> Exercise instructions:
Copy each line below in which the string "cumulus" appears.

> Data extract:

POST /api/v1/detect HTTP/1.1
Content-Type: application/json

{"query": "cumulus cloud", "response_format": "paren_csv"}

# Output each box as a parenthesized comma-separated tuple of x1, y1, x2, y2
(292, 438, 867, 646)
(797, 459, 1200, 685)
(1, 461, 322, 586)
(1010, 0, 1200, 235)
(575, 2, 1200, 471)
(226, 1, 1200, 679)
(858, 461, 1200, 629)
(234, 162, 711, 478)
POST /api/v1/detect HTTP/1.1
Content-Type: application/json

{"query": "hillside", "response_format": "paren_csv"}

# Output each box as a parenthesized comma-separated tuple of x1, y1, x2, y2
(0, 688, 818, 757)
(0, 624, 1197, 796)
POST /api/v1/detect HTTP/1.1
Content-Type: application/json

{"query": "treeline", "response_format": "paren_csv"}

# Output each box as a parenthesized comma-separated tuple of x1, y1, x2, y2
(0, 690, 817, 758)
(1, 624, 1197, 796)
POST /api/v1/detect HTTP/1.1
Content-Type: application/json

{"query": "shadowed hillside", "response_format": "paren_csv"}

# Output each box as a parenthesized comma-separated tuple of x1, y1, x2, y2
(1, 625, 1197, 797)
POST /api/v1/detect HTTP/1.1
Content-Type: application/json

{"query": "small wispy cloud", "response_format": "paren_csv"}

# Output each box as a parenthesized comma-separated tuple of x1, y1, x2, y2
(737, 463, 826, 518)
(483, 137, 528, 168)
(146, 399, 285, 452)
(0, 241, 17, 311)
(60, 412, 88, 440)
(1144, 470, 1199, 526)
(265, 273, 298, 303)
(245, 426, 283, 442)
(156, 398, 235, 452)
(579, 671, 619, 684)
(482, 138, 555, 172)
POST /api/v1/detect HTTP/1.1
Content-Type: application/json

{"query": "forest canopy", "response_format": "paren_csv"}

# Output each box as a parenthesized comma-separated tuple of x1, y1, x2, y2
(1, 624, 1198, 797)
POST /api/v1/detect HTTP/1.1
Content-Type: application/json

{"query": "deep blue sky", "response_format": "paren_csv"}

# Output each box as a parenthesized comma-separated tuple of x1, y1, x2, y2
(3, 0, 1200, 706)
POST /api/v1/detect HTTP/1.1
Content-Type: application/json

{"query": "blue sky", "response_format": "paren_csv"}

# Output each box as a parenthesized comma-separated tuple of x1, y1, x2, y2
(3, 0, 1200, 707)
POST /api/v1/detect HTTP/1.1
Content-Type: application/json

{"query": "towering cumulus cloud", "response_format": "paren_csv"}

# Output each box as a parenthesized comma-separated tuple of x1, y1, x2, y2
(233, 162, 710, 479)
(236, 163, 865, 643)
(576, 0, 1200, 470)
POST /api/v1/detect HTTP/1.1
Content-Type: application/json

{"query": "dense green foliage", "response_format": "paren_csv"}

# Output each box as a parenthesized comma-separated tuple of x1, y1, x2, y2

> Reply:
{"query": "cumulus cloud", "response_format": "paren_csv"}
{"query": "towering cumulus cloud", "response_format": "paren_csv"}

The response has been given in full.